## [Directive]
Rewrite the lines below, from the line containing "the white paper" through the last line, as a JSON list of strings with one string per line, both ends included and blank lines omitted.

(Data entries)
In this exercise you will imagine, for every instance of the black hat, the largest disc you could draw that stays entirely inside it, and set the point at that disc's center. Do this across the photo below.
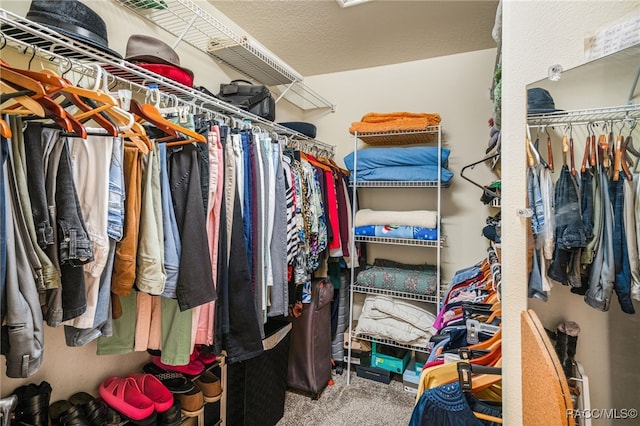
(539, 101)
(74, 20)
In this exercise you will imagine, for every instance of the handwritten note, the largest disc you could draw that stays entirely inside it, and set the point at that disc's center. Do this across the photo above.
(612, 39)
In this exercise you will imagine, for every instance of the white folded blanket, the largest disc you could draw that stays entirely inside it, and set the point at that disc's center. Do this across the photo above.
(423, 218)
(395, 319)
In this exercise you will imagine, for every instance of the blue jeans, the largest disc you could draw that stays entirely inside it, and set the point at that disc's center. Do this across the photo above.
(622, 283)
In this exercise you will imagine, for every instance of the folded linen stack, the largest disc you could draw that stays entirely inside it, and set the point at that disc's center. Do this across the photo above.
(414, 163)
(394, 121)
(414, 225)
(403, 321)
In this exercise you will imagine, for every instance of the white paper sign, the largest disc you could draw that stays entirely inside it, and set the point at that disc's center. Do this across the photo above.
(612, 39)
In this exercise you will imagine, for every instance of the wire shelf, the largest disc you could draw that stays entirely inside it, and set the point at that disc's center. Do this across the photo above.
(29, 37)
(398, 241)
(393, 293)
(397, 184)
(406, 137)
(585, 116)
(189, 22)
(390, 342)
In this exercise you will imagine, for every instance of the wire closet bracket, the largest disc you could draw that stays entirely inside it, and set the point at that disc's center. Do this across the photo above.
(29, 37)
(190, 23)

## [Finished exercise]
[
  "In this exercise you will imagine, for every instance of the white paper sign, the largest disc you could draw that stays entirely inside it, and set the point at that disc's center. Do this across the photo above.",
  "(612, 39)",
  "In this exercise you will imagine, for every instance of the wire shelf, the largest disc you could draw that stays entirely inside it, and set the point at that disc's center. Do this across the photo above.",
  "(29, 37)",
  "(398, 241)",
  "(393, 293)",
  "(397, 184)",
  "(406, 137)",
  "(585, 116)",
  "(189, 22)",
  "(390, 342)",
  "In this exercise you will imagine, for every instance of the wire closet bracket, the largest disc you could draw that stays entirely inside it, and set the point at that disc's center. Do this across the photo above.",
  "(29, 37)",
  "(190, 23)"
]